** start EXTRACTED RECORDS **
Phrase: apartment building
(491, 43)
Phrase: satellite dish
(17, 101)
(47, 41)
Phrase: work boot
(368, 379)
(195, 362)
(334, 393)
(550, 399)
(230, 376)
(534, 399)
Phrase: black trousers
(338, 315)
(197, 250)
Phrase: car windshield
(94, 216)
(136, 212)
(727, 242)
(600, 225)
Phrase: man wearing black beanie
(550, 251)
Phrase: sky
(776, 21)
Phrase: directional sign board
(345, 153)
** end EXTRACTED RECORDS **
** start EXTRACTED RECORDS **
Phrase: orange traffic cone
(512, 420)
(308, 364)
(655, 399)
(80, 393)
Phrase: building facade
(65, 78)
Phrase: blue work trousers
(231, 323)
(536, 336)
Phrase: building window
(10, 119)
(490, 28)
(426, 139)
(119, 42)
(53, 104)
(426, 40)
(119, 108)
** end EXTRACTED RECORDS **
#### TASK DESCRIPTION:
Find every line in the entries above that contains the string "building", matching case exactly, and copy each of those lines.

#### FULL RESPONSE:
Phrase: apartment building
Phrase: building facade
Phrase: building window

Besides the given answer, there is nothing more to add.